Set task: Write out each line exactly as given. Leave the pictures out of your copy.

Provided data:
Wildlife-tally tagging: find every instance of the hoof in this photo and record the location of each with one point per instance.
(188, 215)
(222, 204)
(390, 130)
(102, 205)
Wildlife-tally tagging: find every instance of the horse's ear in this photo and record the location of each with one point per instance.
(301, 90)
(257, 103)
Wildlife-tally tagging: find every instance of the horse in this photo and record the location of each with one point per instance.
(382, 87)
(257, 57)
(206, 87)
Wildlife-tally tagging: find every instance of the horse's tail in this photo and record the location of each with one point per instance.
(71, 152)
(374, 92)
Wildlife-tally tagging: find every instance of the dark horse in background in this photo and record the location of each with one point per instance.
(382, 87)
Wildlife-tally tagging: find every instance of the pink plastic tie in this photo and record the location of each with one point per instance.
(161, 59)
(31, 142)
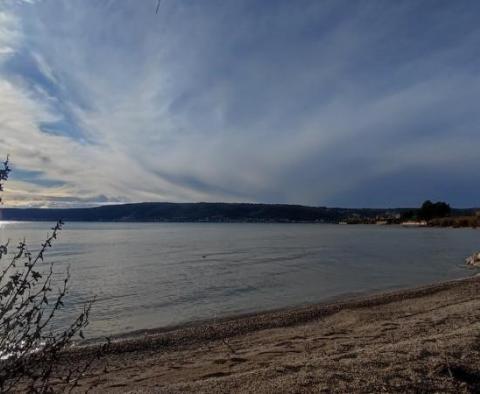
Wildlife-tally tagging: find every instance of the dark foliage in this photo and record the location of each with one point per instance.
(31, 349)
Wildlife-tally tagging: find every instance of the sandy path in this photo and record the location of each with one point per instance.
(408, 341)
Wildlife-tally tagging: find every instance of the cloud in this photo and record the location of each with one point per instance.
(319, 103)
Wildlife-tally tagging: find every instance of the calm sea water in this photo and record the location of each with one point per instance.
(154, 275)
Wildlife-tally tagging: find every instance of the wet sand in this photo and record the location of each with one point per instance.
(420, 340)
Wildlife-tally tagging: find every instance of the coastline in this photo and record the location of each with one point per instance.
(195, 331)
(334, 346)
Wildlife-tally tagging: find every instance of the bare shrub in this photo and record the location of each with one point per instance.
(31, 349)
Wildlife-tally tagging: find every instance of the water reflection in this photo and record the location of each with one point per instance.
(150, 275)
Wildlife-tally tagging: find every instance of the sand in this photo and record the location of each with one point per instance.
(421, 340)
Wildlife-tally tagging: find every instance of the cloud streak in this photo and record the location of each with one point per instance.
(322, 103)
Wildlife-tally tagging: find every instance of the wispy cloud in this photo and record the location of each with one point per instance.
(318, 103)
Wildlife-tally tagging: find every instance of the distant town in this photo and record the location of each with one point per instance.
(429, 214)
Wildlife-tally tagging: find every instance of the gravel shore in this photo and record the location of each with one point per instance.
(420, 340)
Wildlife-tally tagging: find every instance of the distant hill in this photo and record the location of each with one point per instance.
(188, 212)
(194, 212)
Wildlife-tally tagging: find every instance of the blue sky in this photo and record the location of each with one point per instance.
(339, 103)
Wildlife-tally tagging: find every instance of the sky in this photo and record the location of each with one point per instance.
(337, 103)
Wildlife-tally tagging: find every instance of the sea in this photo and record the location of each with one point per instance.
(157, 275)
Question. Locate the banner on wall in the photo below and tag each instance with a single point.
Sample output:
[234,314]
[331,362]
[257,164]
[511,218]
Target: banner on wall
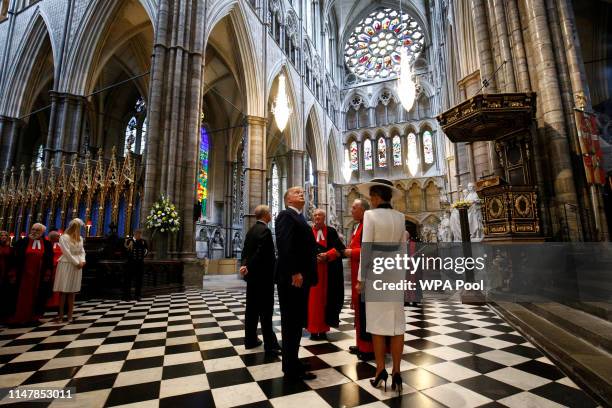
[590,148]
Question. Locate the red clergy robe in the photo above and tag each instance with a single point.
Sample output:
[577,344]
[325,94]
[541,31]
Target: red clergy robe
[29,285]
[355,247]
[317,300]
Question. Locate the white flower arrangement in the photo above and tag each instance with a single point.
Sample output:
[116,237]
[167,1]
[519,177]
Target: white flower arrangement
[163,216]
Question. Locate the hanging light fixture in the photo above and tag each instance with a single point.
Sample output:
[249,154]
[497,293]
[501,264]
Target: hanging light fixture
[281,108]
[406,87]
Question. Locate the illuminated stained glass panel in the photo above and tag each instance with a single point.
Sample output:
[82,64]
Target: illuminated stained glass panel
[374,47]
[397,151]
[382,152]
[203,174]
[367,155]
[354,156]
[275,191]
[428,147]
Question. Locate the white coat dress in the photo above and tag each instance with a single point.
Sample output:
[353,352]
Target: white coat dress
[384,225]
[68,275]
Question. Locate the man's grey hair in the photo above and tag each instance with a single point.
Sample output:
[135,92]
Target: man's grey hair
[289,190]
[39,225]
[319,210]
[362,203]
[261,210]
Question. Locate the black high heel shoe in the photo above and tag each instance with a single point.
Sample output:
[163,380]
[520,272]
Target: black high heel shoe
[396,381]
[382,376]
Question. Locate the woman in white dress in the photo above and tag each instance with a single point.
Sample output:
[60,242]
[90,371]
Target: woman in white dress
[384,319]
[69,267]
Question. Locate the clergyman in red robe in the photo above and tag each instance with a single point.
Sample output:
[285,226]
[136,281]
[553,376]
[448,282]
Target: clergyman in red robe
[327,296]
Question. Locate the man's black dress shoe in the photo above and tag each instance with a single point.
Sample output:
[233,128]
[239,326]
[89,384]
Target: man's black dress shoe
[250,345]
[305,376]
[365,356]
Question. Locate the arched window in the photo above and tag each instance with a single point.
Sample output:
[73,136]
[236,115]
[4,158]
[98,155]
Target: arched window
[275,202]
[367,155]
[354,156]
[40,155]
[397,151]
[428,147]
[203,173]
[374,47]
[382,152]
[412,157]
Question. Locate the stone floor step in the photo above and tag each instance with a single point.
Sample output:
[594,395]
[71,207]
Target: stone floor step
[602,310]
[593,329]
[589,366]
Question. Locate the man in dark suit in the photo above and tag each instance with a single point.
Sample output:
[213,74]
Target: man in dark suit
[258,263]
[296,272]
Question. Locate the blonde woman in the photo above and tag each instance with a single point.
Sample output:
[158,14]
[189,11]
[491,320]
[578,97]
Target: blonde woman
[70,267]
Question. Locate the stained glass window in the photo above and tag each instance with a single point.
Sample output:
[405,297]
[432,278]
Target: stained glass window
[275,191]
[40,154]
[412,158]
[373,49]
[367,154]
[203,174]
[428,147]
[382,152]
[397,151]
[354,156]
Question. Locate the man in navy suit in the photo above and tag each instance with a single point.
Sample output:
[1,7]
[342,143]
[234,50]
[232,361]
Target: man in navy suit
[258,264]
[296,272]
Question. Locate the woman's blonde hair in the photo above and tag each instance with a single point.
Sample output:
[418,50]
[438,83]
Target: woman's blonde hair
[74,229]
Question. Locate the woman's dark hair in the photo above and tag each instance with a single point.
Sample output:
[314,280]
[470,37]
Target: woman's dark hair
[383,192]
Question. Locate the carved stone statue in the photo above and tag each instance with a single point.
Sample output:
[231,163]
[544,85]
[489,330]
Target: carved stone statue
[444,229]
[455,226]
[474,214]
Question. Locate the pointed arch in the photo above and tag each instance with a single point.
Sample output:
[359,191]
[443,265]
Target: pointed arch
[78,75]
[315,139]
[25,74]
[251,70]
[292,134]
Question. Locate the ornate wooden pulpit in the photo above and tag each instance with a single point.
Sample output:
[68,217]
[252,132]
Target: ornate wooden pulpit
[509,207]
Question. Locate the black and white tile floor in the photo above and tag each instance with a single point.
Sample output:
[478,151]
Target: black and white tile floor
[186,350]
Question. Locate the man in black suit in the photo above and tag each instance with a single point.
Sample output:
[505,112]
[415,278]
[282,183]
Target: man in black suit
[258,263]
[296,272]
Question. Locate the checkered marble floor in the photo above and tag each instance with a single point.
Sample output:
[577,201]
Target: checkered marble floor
[186,350]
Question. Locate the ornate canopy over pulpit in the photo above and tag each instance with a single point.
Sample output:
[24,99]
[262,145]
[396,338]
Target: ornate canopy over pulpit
[509,207]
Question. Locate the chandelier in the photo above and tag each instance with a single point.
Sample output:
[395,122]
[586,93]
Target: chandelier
[281,108]
[406,87]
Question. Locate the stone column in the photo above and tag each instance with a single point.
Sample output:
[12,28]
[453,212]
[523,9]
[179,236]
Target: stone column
[64,126]
[553,129]
[389,145]
[295,169]
[504,45]
[175,99]
[256,167]
[9,132]
[579,86]
[322,190]
[518,47]
[485,161]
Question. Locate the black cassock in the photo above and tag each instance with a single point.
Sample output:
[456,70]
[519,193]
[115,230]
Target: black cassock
[335,278]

The result:
Wildlife-tally tagging: find every instance of the hoof in this photo and record the location of each with one point per instance.
(188, 215)
(222, 204)
(390, 130)
(102, 205)
Wildlife-tally tagging: find every instance of the horse's ear in this photo and record the location of each with one point per instance.
(301, 90)
(257, 103)
Wildlife-tally tagging: find every instance of the horse in this photo and record the location of each with one point per instance.
(382, 87)
(257, 57)
(206, 87)
Wildlife-tally tagging: find every instance of the horse's tail in this photo and record the location of each with one point per instance.
(71, 152)
(374, 92)
Wildlife-tally tagging: find every instance of the dark horse in background in this photo and record the location of each with one point per instance.
(382, 87)
Wildlife-tally tagging: find every instance of the pink plastic tie in this photo and record the location of each with one point per instance.
(161, 59)
(31, 142)
Wildlife-tally tagging: find every instance of the dark foliage in this photo and record the location of each with one point per instance.
(31, 349)
Wildlife-tally tagging: find every instance of the sandy path in this photo and record the location of each with one point per instance.
(408, 341)
Wildlife-tally tagging: find every instance of the cloud in this photo and record the location of each with one point per instance.
(319, 103)
Wildlife-tally tagging: find every instance of the calm sea water in this photo and record the location of each with one point per instance.
(154, 275)
Wildlife-tally tagging: find every instance of the wet sand in this photo and record the location of each with one point per instance.
(420, 340)
Wildlife-tally tagging: find every instance of the coastline in this photo and record the location of each with one point per instance.
(195, 331)
(334, 346)
Wildlife-tally tagging: find every instance of the bare shrub in this photo and record the location of each with one point per instance.
(31, 349)
Wildlife-tally tagging: find every instance of the water reflection in this photo and record the location of each with one point per instance.
(150, 275)
Wildlife-tally tagging: find every instance of the sand in this photo and record the location of each with one point per instance.
(421, 340)
Wildlife-tally tagging: find every instance of the cloud streak in this photo and record the location of each with one point per instance.
(322, 103)
Wildlife-tally tagging: find every instance of the wispy cloud in this photo and record the location of each with one point per instance.
(318, 103)
Wildlife-tally tagging: find every instance of the distant town in this photo and record the location of each with one point per instance.
(429, 214)
Wildlife-tally tagging: find every instance of the gravel shore in this photo and record the location of each with one point per instance.
(420, 340)
Wildlife-tally tagging: find every instance of the distant hill in this photo and record the location of each with one point per instance.
(188, 212)
(194, 212)
Wildlife-tally tagging: find every instance of the blue sky in this photo and record the location of each with one point per instance.
(339, 103)
Wildlife-tally tagging: find every instance of the sky in this photo and record the location of each with one point per instance.
(337, 103)
Wildlife-tally tagging: find every instance of the sea in this photo and record the location of each with one point per instance.
(157, 275)
Question. Locate the banner on wall in the photo below and tag each instance with a single point.
Sample output:
[234,314]
[331,362]
[257,164]
[511,218]
Target: banner on wall
[590,148]
Question. Locate the red clergy robe in the photo above and tag each instance with a single point.
Sample output:
[577,344]
[325,94]
[541,31]
Target: red clergy robe
[29,285]
[355,247]
[317,300]
Question. Locate the white flower arrangement in the photo above and tag each instance with a single point.
Sample output:
[116,237]
[167,1]
[519,177]
Target: white flower arrangement
[163,216]
Question. Locate the hanging light fixture in the photo above and tag each instance with a single point.
Sample output:
[249,154]
[497,293]
[501,264]
Target: hanging light fixture
[281,108]
[406,87]
Question. Locate the illuminated stained glass panel in the photo above and tag each instance with a single point.
Sample output:
[82,64]
Target: illuminated stained glass panel
[374,47]
[397,151]
[382,152]
[203,174]
[367,155]
[354,156]
[275,191]
[428,147]
Question. Locate the white coat dress in the photo above and tag each instance with a single point.
Sample output:
[353,352]
Target: white coat dress
[384,225]
[68,275]
Question. Locate the man's grey hair in the photo above and tag each instance with a single point.
Sample output:
[135,92]
Target: man's grey hair
[289,190]
[39,225]
[319,210]
[362,203]
[261,210]
Question. Locate the black high heel shoe in the photo above and tag each instance with a single point.
Sample output:
[163,380]
[520,272]
Target: black high heel shoe
[396,381]
[382,376]
Question. Locate the woman in white dress in the photo above and tag each instance with a single point.
Sample output:
[60,242]
[90,371]
Target: woman in white dress
[384,319]
[69,267]
Question. Locate the clergyman in red robe in the photo above and tag each instance with a single point.
Sample output:
[285,226]
[136,281]
[553,376]
[448,282]
Target: clergyman in red robe
[327,296]
Question. Locate the man's black dress shoe in the photo above and tag each instance with a single point.
Sample output:
[233,128]
[239,326]
[89,384]
Target: man's black dress shoe
[250,345]
[305,376]
[365,356]
Question. Locate the arched window in the photo above and tag each instance with a single point.
Sample output:
[73,136]
[236,115]
[4,158]
[98,155]
Target: arched window
[275,202]
[367,155]
[354,156]
[40,155]
[397,151]
[428,147]
[203,173]
[374,47]
[382,152]
[412,157]
Question. Locate the stone floor step in the photo above and tag each instance with a single point.
Sample output:
[594,395]
[71,207]
Target: stone floor step
[602,310]
[593,329]
[589,366]
Question. Locate the man in dark suit in the photo above and tag each instance with a single point.
Sample output:
[213,74]
Target: man in dark suit
[258,263]
[296,272]
Question. Locate the blonde woman in the photo above and tag each instance with a single point.
Sample output:
[158,14]
[189,11]
[491,320]
[578,97]
Target: blonde woman
[70,267]
Question. Locate the stained glass window in the photo above and tag each instance with a single point.
Sample output:
[405,297]
[432,278]
Target: stained glass window
[275,191]
[40,154]
[412,158]
[373,49]
[367,154]
[203,174]
[428,147]
[382,152]
[397,151]
[354,156]
Question. Locate the man in navy suit in the photo above and tag each instance with a single point.
Sample output:
[1,7]
[342,143]
[234,50]
[232,361]
Target: man in navy suit
[258,264]
[296,272]
Question. Locate the woman's blonde hair in the photo above and tag each instance with a single point.
Sample output:
[418,50]
[438,83]
Target: woman's blonde hair
[74,229]
Question. Locate the woman's dark hair in the photo above and tag each instance with a single point.
Sample output:
[314,280]
[470,37]
Target: woman's dark hair
[383,192]
Question. Locate the carved stone statue in the photo above and tag each instance with a single point.
Sample output:
[231,163]
[544,85]
[489,330]
Target: carved stone statue
[444,229]
[455,226]
[474,214]
Question. Locate the pointed arch in the photo above and tag each instance with a single point.
Sample output:
[359,191]
[443,265]
Target: pointed arch
[78,75]
[315,139]
[25,74]
[251,70]
[292,134]
Question. Locate the ornate wooden pulpit in the photo above and tag each instance with a single point.
Sample output:
[68,217]
[252,132]
Target: ornate wooden pulpit
[509,207]
Question. Locate the black and white tile floor in the photo above and tag each instance with a single point.
Sample output:
[478,151]
Target: black and white tile floor
[186,350]
Question. Locate the man in black suit in the photo above and tag each instance with a single point.
Sample output:
[505,112]
[415,278]
[282,183]
Target: man in black suit
[258,263]
[296,272]
Question. Locate the checkered marble floor in the photo above and tag each instance with a single point.
Sample output:
[577,201]
Target: checkered marble floor
[186,350]
Question. Locate the ornate canopy over pulpit in the photo above and tag each instance with a single point.
Sample output:
[24,99]
[262,145]
[396,338]
Target: ornate canopy over pulpit
[509,207]
Question. Locate the chandelier in the photo above and tag each instance with a single point.
Sample output:
[395,122]
[586,93]
Target: chandelier
[281,108]
[406,87]
Question. Locate the stone column in the photo above and tag each instance with a single point.
Sample output:
[12,28]
[453,212]
[523,9]
[179,236]
Target: stone column
[64,126]
[553,129]
[389,145]
[295,169]
[504,45]
[175,99]
[256,167]
[9,132]
[579,86]
[322,190]
[518,47]
[485,161]
Question. Locate the black cassock in the photo above and tag each instance with a single point.
Sample output:
[456,70]
[519,193]
[115,230]
Target: black cassock
[335,278]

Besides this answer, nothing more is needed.